## RECORD EXTRACTS
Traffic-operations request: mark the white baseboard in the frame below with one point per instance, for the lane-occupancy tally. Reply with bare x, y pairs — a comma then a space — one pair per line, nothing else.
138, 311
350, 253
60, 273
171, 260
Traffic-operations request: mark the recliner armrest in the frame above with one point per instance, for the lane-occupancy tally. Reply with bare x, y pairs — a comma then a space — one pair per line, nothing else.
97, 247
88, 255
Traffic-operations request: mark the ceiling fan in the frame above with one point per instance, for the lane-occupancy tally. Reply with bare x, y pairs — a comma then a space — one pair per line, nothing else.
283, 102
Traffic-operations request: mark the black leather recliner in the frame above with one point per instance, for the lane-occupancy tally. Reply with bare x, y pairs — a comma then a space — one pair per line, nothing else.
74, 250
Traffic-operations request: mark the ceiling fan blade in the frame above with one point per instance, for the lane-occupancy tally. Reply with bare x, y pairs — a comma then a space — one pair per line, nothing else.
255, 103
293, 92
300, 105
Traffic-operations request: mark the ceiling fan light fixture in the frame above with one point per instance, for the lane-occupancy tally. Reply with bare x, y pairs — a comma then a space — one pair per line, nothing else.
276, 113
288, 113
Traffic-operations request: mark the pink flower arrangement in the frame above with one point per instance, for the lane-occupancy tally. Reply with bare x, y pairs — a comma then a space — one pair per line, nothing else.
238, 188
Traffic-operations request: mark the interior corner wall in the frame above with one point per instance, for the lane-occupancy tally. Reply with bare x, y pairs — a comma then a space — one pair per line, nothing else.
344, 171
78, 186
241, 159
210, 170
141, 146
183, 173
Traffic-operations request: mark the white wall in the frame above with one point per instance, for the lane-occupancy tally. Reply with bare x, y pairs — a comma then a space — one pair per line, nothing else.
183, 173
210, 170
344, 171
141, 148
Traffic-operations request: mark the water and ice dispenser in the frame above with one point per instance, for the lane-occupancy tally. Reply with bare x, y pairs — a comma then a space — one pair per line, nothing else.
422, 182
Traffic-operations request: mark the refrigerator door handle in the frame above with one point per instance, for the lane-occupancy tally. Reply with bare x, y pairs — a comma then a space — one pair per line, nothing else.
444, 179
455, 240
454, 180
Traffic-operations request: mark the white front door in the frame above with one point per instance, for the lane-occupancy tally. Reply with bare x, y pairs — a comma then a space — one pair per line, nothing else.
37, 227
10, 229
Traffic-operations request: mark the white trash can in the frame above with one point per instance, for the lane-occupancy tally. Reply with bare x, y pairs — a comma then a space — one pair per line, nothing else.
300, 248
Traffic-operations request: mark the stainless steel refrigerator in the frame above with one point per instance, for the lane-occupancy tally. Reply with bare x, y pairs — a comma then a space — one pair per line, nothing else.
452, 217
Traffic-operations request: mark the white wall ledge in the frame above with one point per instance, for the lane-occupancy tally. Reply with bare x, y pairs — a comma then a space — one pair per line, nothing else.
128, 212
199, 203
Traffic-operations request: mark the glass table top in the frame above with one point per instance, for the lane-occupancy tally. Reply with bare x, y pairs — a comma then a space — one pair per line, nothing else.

## EXERCISE AIM
Arrange each line of the data above as a numbered list, omitting any blank lines.

## COMPLETED TASK
1. Traffic-operations request: mark the white baseboard in the frame below with one point per instance, for the lane-occupancy tally. Reply with bare x, y pairs — a comma then a space — one pair per line, nothing else.
2. 138, 311
3. 350, 253
4. 60, 273
5. 171, 260
6. Traffic-operations request: mark the recliner armrest in the frame above with one point per instance, for the lane-occupancy tally. Reply with bare x, y pairs — a comma then a space — one pair per line, nothing else.
7. 97, 247
8. 88, 255
9. Traffic-operations request: mark the ceiling fan in the frame above with one point per instance, for the lane-occupancy tally. Reply with bare x, y pairs — a comma then a space — one pair per line, nothing else.
10. 283, 102
11. Traffic-operations request: mark the black leather recliner in the frame above with one point per instance, for the lane-occupancy tally. Reply with bare x, y pairs — a comma then a space — one pair per line, nothing else.
12. 74, 250
13. Traffic-operations request: mark the ceiling fan blade in the frame above with one point per instance, for the lane-occupancy tally. Reply with bare x, y pairs — a comma then a space — one pair per line, nothing else.
14. 255, 103
15. 293, 92
16. 300, 105
17. Traffic-operations request: mark the ceiling fan light fixture in the frame above with one point per instance, for the lane-occupancy tally. Reply with bare x, y pairs — a comma then a space — one pair per line, nothing else.
18. 276, 113
19. 288, 113
20. Traffic-operations request: mark the pink flower arrangement in the frame above with one point per instance, for the lane-occupancy tally. Reply with bare x, y pairs — a comma then a space — one pair per line, nothing else.
21. 238, 188
22. Traffic-operations request: mark the interior corner wall in the frame above with one point per instance, for the lane-occupancy tally. Reply with bare x, y pairs — a comma then a space — one pair per line, nothing else.
23. 344, 171
24. 78, 186
25. 241, 159
26. 210, 170
27. 141, 146
28. 183, 173
29. Traffic-operations request: mark the white wall in the frame above with one point per instance, for the lane-occupancy tally. Reply with bare x, y pairs — a comma then a space — one pair per line, nothing else.
30. 183, 173
31. 210, 170
32. 344, 171
33. 141, 148
34. Traffic-operations request: mark the water and ice dispenser in the frame above with one point per instance, for the lane-occupancy tally. Reply with bare x, y pairs — a comma then a space — one pair per line, nothing else.
35. 422, 182
36. Traffic-operations request: mark the refrigerator door handle in the frame above with one point per instance, for the lane-occupancy tally. Reply with bare x, y pairs — a comma then a space — one pair per line, nothing else.
37. 444, 179
38. 455, 240
39. 454, 180
40. Traffic-operations request: mark the white front door in the frame above with one point per instance, for the lane-occupancy tally. Reply with bare x, y pairs — a comma then a space — one pair per line, nothing else.
41. 37, 227
42. 10, 229
43. Traffic-operations request: mark the white trash can in the frame above with one point per instance, for the lane-occupancy tally. Reply with bare x, y pairs — a comma then a space — one pair per line, nothing else.
44. 300, 248
45. Traffic-operations request: mark the stainless steel refrigerator in the frame above with one point per instance, for the lane-occupancy tally. Reply with bare x, y pairs — a comma then a space — one pair per line, nothing else.
46. 452, 217
47. Traffic-operations request: mark the white wall ledge in the frame above with one point per instance, for the lane-occupancy tally. Reply with bare x, y pairs — a comma then a space — one pair per line, nothing else.
48. 128, 212
49. 199, 203
50. Traffic-operations request: mark the glass table top in the frame above with one point per instance, for the lane-occupancy tally. Reply with bare x, y pairs — a comma then a space — one pair per line, nothing else.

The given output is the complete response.